━━━━━ Excerpted data ━━━━━

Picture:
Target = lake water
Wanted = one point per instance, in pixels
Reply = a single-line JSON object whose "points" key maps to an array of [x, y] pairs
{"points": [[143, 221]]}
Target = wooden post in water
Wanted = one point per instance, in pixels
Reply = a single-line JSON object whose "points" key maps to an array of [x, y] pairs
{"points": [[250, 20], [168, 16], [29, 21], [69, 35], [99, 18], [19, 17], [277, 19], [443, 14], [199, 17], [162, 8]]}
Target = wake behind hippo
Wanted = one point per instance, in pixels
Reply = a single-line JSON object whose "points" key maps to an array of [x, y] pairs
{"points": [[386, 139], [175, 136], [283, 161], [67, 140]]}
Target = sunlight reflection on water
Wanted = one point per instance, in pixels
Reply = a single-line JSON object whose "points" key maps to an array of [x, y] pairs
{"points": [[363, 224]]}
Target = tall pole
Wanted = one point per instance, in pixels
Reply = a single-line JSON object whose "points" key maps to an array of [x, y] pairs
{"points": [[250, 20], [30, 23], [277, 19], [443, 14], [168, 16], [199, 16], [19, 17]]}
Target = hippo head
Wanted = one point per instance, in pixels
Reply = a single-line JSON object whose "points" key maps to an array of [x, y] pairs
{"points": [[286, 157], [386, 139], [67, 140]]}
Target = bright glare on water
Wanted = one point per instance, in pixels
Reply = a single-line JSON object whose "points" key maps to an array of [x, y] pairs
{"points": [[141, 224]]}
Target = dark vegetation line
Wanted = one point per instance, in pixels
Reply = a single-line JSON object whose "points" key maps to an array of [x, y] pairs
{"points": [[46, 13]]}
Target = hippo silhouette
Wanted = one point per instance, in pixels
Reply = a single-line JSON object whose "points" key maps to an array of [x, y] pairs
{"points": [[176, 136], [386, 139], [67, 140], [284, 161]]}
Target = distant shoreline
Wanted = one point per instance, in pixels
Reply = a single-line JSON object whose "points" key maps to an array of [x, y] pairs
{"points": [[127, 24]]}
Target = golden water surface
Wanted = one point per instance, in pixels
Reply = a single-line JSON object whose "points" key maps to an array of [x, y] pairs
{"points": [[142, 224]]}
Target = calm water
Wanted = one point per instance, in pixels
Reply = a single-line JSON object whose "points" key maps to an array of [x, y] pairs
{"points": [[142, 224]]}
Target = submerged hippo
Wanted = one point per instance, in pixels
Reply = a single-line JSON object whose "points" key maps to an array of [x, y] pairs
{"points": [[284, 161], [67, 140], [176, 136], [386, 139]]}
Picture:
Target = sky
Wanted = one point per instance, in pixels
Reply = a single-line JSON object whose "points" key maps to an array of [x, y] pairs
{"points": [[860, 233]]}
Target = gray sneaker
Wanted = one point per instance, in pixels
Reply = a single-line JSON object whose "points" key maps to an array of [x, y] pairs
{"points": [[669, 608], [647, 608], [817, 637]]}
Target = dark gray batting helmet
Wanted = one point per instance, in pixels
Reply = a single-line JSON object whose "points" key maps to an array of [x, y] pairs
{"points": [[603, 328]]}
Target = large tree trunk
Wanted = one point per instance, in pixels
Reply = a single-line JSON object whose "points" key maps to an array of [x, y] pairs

━━━━━

- _Instruction_:
Recast every line of the rows above as a Markdown table with the columns No. and Line, numbering each line and leaving out blank lines.

- _Output for this task_:
| No. | Line |
|---|---|
| 1 | Picture: |
| 2 | Target = lake water |
| 3 | Wanted = one point per instance, in pixels |
| 4 | Reply = a single-line JSON object whose "points" key maps to an array of [x, y] pairs |
| 5 | {"points": [[143, 221]]} |
| 6 | Target = wooden post in water |
| 7 | Wanted = one point per instance, in pixels |
| 8 | Reply = a single-line JSON object whose "points" key maps to an array of [x, y] pairs |
| 9 | {"points": [[250, 20], [168, 16], [29, 21], [69, 35], [99, 18], [19, 17], [277, 19], [443, 14], [199, 17], [162, 8]]} |
| 10 | Target = wake behind hippo |
| 11 | Wanted = one point per instance, in pixels |
| 12 | Reply = a single-line JSON object whose "points" key maps to an array of [x, y] pairs |
| 13 | {"points": [[386, 139], [175, 136], [283, 161], [67, 140]]} |
| 14 | Target = sunlight reflection on water |
| 15 | Wanted = one point per instance, in pixels |
| 16 | Reply = a single-line JSON object whose "points" key maps to an array of [x, y] pairs |
| 17 | {"points": [[363, 224]]} |
| 18 | Target = tall pole |
| 19 | Wanted = one point per instance, in pixels |
| 20 | Reply = a single-line JSON object whose "points" key maps to an array of [x, y] pairs |
| 21 | {"points": [[250, 20], [30, 23], [277, 19], [443, 14], [168, 16], [199, 16], [19, 17]]} |
| 22 | Target = hippo head |
| 23 | Wanted = one point per instance, in pixels |
| 24 | Reply = a single-line JSON object whose "points" key maps to an array of [x, y] pairs |
| 25 | {"points": [[286, 157], [386, 139], [67, 140]]} |
| 26 | Target = bright glare on water |
| 27 | Wanted = one point per instance, in pixels |
| 28 | Reply = a single-line JSON object whose "points" key maps to an array of [x, y] pairs |
| 29 | {"points": [[141, 224]]} |
| 30 | Target = dark vegetation line |
| 31 | Wanted = one point per instance, in pixels |
| 32 | Reply = a single-line JSON object whose "points" key maps to an array of [x, y] pairs |
| 33 | {"points": [[46, 13]]} |
| 34 | Target = hippo silhouette |
| 35 | Wanted = one point per instance, in pixels |
| 36 | Reply = a single-line JSON object whose "points" key maps to an array of [x, y] pairs |
| 37 | {"points": [[176, 136], [386, 139], [67, 140], [284, 161]]} |
| 38 | Target = distant shoreline |
| 39 | Wanted = one point per instance, in pixels |
| 40 | Reply = a single-line JSON object whose "points" key maps to an array of [x, y] pairs |
| 41 | {"points": [[127, 24]]} |
| 42 | Target = golden water surface |
| 43 | Wanted = one point per instance, in pixels |
| 44 | Reply = a single-line JSON object whose "points" key maps to an array of [x, y] pairs |
| 45 | {"points": [[142, 224]]} |
| 46 | Target = calm water |
| 47 | Wanted = one point per instance, in pixels |
| 48 | Reply = a single-line JSON object whose "points" key maps to an array of [x, y] pairs |
| 49 | {"points": [[142, 224]]} |
| 50 | Target = submerged hippo |
| 51 | Wanted = one point per instance, in pixels |
| 52 | Reply = a single-line JSON object whose "points" key maps to an array of [x, y] pairs |
| 53 | {"points": [[284, 161], [67, 140], [176, 136], [386, 139]]} |
| 54 | Picture: |
| 55 | Target = sky |
| 56 | Wanted = one point per instance, in pixels |
| 57 | Reply = a single-line JSON object whose "points" key maps to an array of [x, y] pairs |
| 58 | {"points": [[860, 233]]} |
| 59 | Target = gray sneaker |
| 60 | Wanted = one point per instance, in pixels |
| 61 | Reply = a single-line JSON object whose "points" key maps to an array of [x, y] pairs |
| 62 | {"points": [[669, 608], [647, 608], [817, 637]]} |
| 63 | Target = dark gray batting helmet |
| 64 | Wanted = one point per instance, in pixels |
| 65 | Reply = a single-line JSON object whose "points" key maps to an array of [x, y] pairs |
| 66 | {"points": [[603, 328]]} |
| 67 | Target = large tree trunk |
| 68 | Wanted = one point per instance, in pixels |
| 69 | Reply = a single-line JSON object whose "points" key maps to an array of [x, y] pairs |